PAGE EXCERPT:
No. 4: At the beginning of the course, acknowledge the land we are grateful to work and live on. I found it to be more meaningful if we have a moment of silence and think about what that means to each of the students at a more personal level. I ask questions like: What does it mean to you and your family that Indigenous peoples have lived on this land for thousands of years? How did your family arrive here and what does that mean to you? Sometimes I ask if anyone would like to share their thoughts. Sometimes, we just reflect for a minute.

No. 5: The Western culture defines a student as “engaged” if they are leaning in, asking questions, making eye contact, participating in discussions. If you are mentoring or teaching a student from a different culture or with a more introverted style, those engagement elements may not be the optimal ways to assess class participation. Try to incorporate more peer discussions in smaller, breakout groups. Allow for questions to be asked after the class during smaller group office hours. Ask students, “Do you have any questions?” and wait. More tips can be found here.

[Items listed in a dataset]

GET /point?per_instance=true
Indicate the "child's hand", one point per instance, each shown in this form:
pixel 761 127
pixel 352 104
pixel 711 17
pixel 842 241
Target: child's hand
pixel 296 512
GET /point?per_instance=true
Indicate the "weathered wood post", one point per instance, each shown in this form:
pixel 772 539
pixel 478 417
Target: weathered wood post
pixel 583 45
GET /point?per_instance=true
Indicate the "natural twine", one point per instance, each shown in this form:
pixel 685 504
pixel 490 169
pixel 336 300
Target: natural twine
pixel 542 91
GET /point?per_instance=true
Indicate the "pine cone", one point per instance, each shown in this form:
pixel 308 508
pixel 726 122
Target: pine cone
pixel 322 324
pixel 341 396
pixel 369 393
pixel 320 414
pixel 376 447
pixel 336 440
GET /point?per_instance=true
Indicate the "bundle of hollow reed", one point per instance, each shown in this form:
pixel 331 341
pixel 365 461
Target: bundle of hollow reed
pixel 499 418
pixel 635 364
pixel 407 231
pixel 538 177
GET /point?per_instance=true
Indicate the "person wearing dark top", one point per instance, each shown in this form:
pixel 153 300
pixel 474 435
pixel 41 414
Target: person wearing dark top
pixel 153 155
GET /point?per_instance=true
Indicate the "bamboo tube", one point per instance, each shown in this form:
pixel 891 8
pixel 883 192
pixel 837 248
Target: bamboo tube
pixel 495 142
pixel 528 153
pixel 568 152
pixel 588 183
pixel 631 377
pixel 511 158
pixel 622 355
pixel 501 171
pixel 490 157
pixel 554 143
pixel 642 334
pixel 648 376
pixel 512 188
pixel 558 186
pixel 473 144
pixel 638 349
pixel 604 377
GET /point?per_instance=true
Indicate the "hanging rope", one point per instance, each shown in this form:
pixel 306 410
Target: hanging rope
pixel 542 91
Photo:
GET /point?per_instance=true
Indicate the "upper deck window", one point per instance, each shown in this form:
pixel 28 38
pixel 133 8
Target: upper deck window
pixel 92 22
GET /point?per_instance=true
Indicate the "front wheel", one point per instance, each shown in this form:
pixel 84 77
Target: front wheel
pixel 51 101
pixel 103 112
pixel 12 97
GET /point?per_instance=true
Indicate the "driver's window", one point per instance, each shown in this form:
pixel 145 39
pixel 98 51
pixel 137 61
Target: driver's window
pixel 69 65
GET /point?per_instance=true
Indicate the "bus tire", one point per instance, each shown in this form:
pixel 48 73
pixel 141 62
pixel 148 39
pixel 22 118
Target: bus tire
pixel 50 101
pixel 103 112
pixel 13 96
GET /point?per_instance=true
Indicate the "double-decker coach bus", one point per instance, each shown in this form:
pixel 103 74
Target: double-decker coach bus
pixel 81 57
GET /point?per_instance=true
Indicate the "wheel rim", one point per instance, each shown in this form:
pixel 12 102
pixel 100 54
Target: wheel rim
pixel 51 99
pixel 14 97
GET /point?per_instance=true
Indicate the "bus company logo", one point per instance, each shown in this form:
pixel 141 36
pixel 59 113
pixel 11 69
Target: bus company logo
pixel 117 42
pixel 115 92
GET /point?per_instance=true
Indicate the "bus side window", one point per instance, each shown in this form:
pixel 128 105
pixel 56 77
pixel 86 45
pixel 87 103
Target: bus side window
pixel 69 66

TASK OBJECTIVE: In the teaching tips excerpt above, copy the passage that starts at "No. 4: At the" and runs up to and including "for a minute.".

SOLUTION FOR THIS EXERCISE:
No. 4: At the beginning of the course, acknowledge the land we are grateful to work and live on. I found it to be more meaningful if we have a moment of silence and think about what that means to each of the students at a more personal level. I ask questions like: What does it mean to you and your family that Indigenous peoples have lived on this land for thousands of years? How did your family arrive here and what does that mean to you? Sometimes I ask if anyone would like to share their thoughts. Sometimes, we just reflect for a minute.